REQUIREMENT A: In the passage about Seattle's Great Wheel, how much does a ride in the VIP gondola cost?

━━ TEXT BLOCK

The Great Wheel in Seattle has some bragging rights, too. At an overall height of 175 feet, it was tied with the Niagara SkyWheel in Niagara Falls, Canada, for the second tallest Ferris wheel in North America when it opened in June 2012. Only the Myrtle Beach SkyWheel in South Carolina stands taller at 187 feet. The Great Wheel extends 40 feet out over Elliott Bay, which probably explains why 550 tons of concrete were poured for its foundation. It has 42 climate-controlled gondolas, 41 of which carry up to eight passengers for a 12-minute, three-revolution ride that costs $16. The remaining option is the VIP gondola, a luxury cabin with leather bucket seats, a stereo system, and a glass-bottom floor that seats up to four adults for $50 a head. If you prefer a freebie, however, the Great Wheel is covered with over 500,000 LED lights and there are colorful light show displays most evenings.

━━━━

REQUIREMENT B: Give the rows starting at the line containing "Expected: one point per instance of the crisscross" and ending at the line containing "Target: crisscross lattice pattern" as a numbered list, skipping blank lines and leaving out the pictures.

━━ ROWS

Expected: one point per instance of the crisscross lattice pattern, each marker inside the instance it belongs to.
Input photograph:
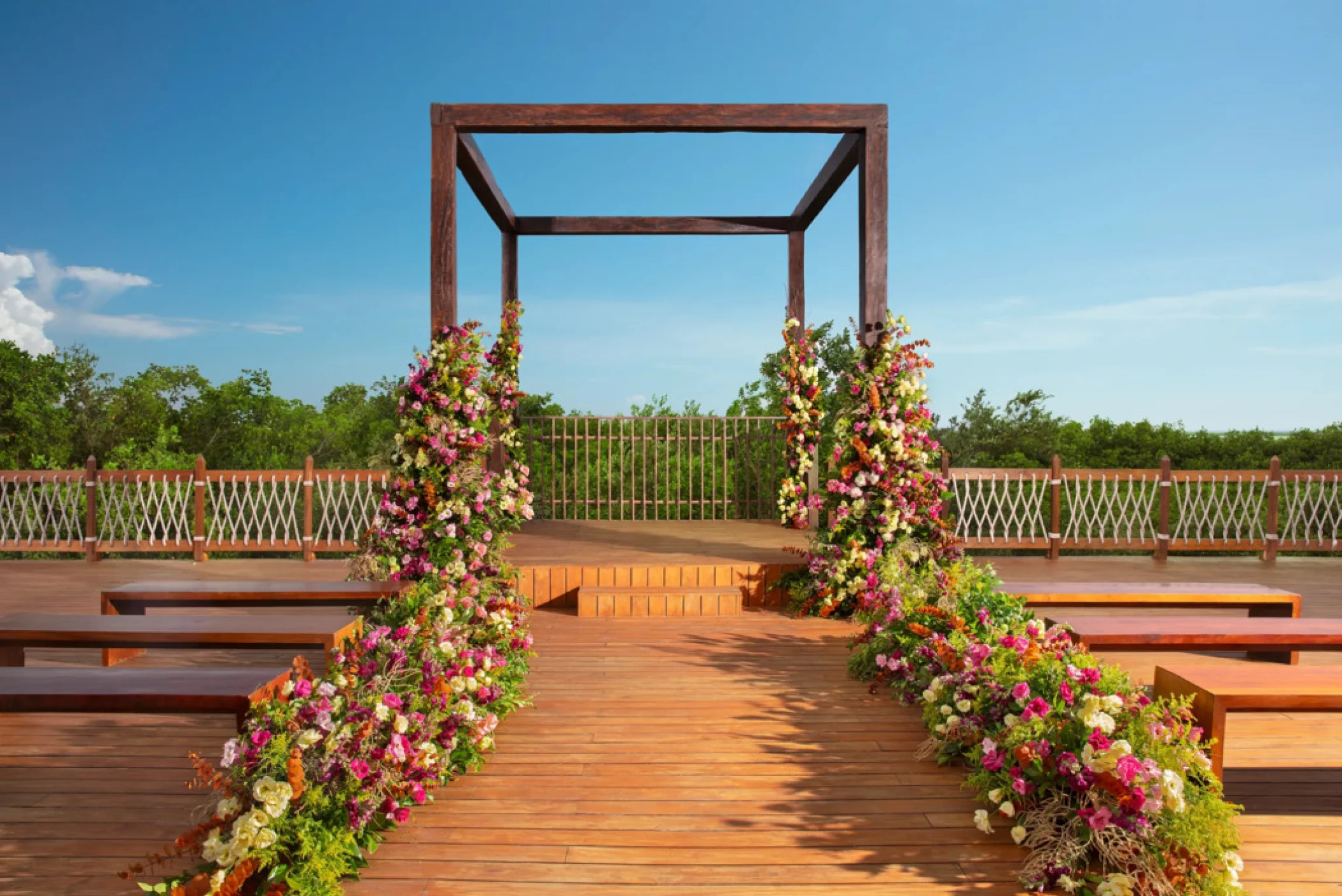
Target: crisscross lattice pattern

━━━━
━━ ROWS

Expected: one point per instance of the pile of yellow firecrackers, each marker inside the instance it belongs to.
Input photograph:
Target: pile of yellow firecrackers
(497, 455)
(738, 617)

━━━━

WRITTEN SOLUTION A: $50 a head.

WRITTEN SOLUTION B:
1. Expected: one point per instance of the crisscross lattice pattern, each marker inside the instance it belongs to.
2. Input photograph:
3. Target: crisscross lattice pattern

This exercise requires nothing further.